:: Required task ::
Please reproduce the records below word for word, from their start through the line containing "<point>325,243</point>", leaving the pictures out.

:: Materials provided ::
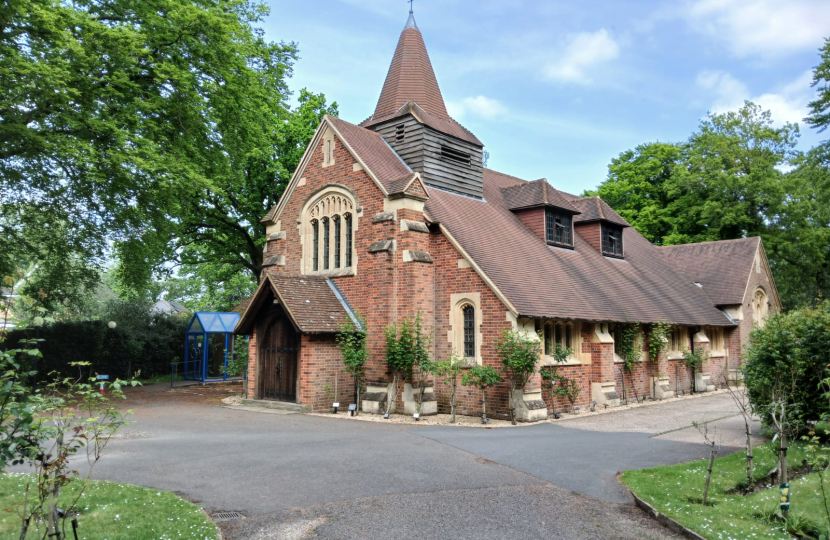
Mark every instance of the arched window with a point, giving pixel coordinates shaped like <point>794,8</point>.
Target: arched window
<point>469,331</point>
<point>328,225</point>
<point>760,307</point>
<point>315,254</point>
<point>325,243</point>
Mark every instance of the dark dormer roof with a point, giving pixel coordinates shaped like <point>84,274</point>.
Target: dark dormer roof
<point>536,193</point>
<point>595,209</point>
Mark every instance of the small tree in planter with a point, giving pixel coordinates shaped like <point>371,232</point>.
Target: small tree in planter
<point>482,377</point>
<point>352,343</point>
<point>694,360</point>
<point>550,374</point>
<point>519,355</point>
<point>448,371</point>
<point>407,351</point>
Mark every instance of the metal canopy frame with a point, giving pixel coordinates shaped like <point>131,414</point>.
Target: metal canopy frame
<point>205,324</point>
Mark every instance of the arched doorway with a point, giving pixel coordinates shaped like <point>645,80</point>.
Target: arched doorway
<point>277,359</point>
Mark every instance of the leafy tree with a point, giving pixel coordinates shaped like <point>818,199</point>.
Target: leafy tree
<point>786,363</point>
<point>448,370</point>
<point>352,343</point>
<point>164,133</point>
<point>728,181</point>
<point>482,377</point>
<point>820,108</point>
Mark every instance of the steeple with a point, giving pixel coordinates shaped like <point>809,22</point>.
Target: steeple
<point>410,77</point>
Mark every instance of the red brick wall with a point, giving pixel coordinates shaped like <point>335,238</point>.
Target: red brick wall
<point>450,279</point>
<point>534,218</point>
<point>591,232</point>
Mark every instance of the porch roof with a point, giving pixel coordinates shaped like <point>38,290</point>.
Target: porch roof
<point>314,304</point>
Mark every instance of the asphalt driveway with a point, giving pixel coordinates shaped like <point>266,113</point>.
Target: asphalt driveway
<point>298,476</point>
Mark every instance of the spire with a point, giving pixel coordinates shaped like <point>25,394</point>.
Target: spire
<point>410,77</point>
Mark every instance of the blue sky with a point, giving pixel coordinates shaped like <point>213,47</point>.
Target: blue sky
<point>556,89</point>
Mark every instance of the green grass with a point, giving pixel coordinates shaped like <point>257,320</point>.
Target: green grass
<point>677,491</point>
<point>113,512</point>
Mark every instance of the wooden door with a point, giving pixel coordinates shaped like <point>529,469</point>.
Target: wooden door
<point>278,360</point>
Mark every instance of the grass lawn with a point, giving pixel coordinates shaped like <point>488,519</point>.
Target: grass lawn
<point>113,512</point>
<point>677,491</point>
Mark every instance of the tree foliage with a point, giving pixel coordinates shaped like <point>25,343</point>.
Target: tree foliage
<point>160,130</point>
<point>787,358</point>
<point>738,175</point>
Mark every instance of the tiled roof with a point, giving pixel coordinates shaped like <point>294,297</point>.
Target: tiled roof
<point>535,193</point>
<point>595,209</point>
<point>309,301</point>
<point>579,284</point>
<point>410,77</point>
<point>446,125</point>
<point>721,267</point>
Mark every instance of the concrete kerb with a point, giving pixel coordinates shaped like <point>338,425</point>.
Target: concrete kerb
<point>665,520</point>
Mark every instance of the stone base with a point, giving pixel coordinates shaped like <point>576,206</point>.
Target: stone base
<point>605,394</point>
<point>703,382</point>
<point>528,406</point>
<point>376,397</point>
<point>429,403</point>
<point>660,388</point>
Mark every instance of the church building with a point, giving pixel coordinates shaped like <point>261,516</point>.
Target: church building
<point>397,216</point>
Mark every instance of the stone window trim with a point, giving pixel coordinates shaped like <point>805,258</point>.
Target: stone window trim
<point>760,307</point>
<point>455,335</point>
<point>717,341</point>
<point>568,330</point>
<point>330,204</point>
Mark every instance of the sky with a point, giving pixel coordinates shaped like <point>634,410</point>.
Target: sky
<point>557,89</point>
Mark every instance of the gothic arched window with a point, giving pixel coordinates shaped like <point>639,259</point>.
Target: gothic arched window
<point>328,227</point>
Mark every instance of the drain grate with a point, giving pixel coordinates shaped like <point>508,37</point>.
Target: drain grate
<point>227,516</point>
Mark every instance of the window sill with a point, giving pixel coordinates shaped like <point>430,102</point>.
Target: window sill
<point>571,361</point>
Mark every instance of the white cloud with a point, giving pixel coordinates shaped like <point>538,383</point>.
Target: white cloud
<point>787,104</point>
<point>584,51</point>
<point>762,27</point>
<point>476,106</point>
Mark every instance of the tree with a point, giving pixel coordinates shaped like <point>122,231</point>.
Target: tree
<point>448,370</point>
<point>482,377</point>
<point>352,343</point>
<point>820,108</point>
<point>519,355</point>
<point>164,132</point>
<point>728,181</point>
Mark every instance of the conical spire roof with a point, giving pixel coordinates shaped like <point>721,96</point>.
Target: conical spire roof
<point>410,77</point>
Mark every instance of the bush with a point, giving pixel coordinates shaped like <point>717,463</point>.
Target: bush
<point>788,358</point>
<point>142,341</point>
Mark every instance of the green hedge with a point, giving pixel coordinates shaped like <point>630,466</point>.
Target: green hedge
<point>142,342</point>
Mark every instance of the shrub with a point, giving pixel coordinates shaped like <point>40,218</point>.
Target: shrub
<point>788,358</point>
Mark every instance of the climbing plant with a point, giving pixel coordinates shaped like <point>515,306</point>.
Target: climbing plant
<point>629,343</point>
<point>658,339</point>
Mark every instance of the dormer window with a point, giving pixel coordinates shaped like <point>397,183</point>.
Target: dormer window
<point>558,227</point>
<point>612,240</point>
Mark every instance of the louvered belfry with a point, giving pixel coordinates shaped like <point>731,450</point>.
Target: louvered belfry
<point>412,117</point>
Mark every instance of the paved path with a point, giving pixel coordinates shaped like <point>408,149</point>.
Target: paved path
<point>298,476</point>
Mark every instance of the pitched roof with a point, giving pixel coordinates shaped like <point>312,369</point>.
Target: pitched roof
<point>535,193</point>
<point>410,77</point>
<point>595,209</point>
<point>309,301</point>
<point>577,284</point>
<point>369,147</point>
<point>722,267</point>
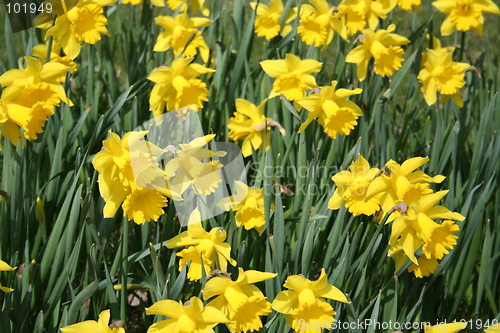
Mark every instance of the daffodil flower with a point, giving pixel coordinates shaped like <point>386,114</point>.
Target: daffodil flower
<point>383,46</point>
<point>441,74</point>
<point>5,267</point>
<point>335,112</point>
<point>352,188</point>
<point>401,183</point>
<point>180,30</point>
<point>464,15</point>
<point>318,22</point>
<point>304,299</point>
<point>177,86</point>
<point>293,76</point>
<point>84,23</point>
<point>207,248</point>
<point>267,19</point>
<point>191,316</point>
<point>248,124</point>
<point>194,4</point>
<point>240,300</point>
<point>359,12</point>
<point>92,326</point>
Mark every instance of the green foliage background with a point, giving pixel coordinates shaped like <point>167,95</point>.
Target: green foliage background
<point>73,256</point>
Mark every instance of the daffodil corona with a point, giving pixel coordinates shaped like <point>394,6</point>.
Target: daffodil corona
<point>334,111</point>
<point>267,20</point>
<point>383,46</point>
<point>190,317</point>
<point>464,15</point>
<point>293,76</point>
<point>240,300</point>
<point>441,74</point>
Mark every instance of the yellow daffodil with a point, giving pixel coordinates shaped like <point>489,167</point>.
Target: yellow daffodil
<point>190,317</point>
<point>409,5</point>
<point>177,86</point>
<point>358,12</point>
<point>92,326</point>
<point>352,188</point>
<point>442,239</point>
<point>40,51</point>
<point>5,267</point>
<point>334,111</point>
<point>249,125</point>
<point>29,107</point>
<point>195,5</point>
<point>382,45</point>
<point>401,183</point>
<point>293,76</point>
<point>304,300</point>
<point>250,212</point>
<point>446,327</point>
<point>318,22</point>
<point>415,225</point>
<point>156,3</point>
<point>441,74</point>
<point>84,23</point>
<point>37,72</point>
<point>464,15</point>
<point>267,19</point>
<point>187,168</point>
<point>180,30</point>
<point>9,128</point>
<point>125,167</point>
<point>208,249</point>
<point>493,329</point>
<point>240,300</point>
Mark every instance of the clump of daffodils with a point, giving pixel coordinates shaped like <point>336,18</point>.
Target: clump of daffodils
<point>267,19</point>
<point>29,98</point>
<point>305,300</point>
<point>334,111</point>
<point>401,194</point>
<point>381,45</point>
<point>241,301</point>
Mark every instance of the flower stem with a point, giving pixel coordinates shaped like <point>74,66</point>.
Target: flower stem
<point>124,269</point>
<point>462,47</point>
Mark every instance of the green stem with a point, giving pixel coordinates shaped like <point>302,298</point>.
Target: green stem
<point>124,268</point>
<point>462,47</point>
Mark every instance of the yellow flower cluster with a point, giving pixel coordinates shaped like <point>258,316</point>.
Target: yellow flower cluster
<point>304,302</point>
<point>30,96</point>
<point>402,194</point>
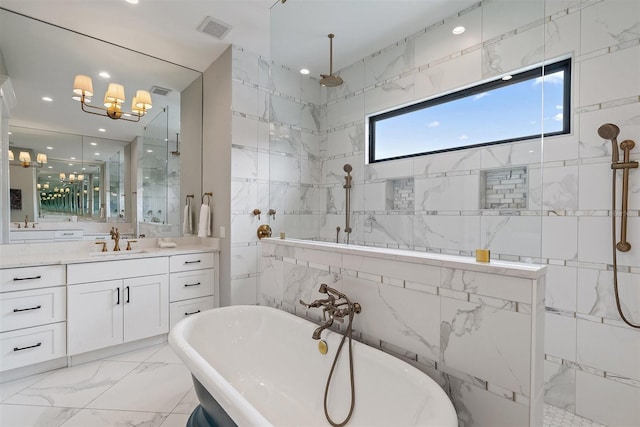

:: Output below ::
Mark every instance of the arched window with a point, giving pixel coordinates shaped like <point>794,8</point>.
Target: arched window
<point>469,331</point>
<point>328,225</point>
<point>760,307</point>
<point>315,254</point>
<point>325,243</point>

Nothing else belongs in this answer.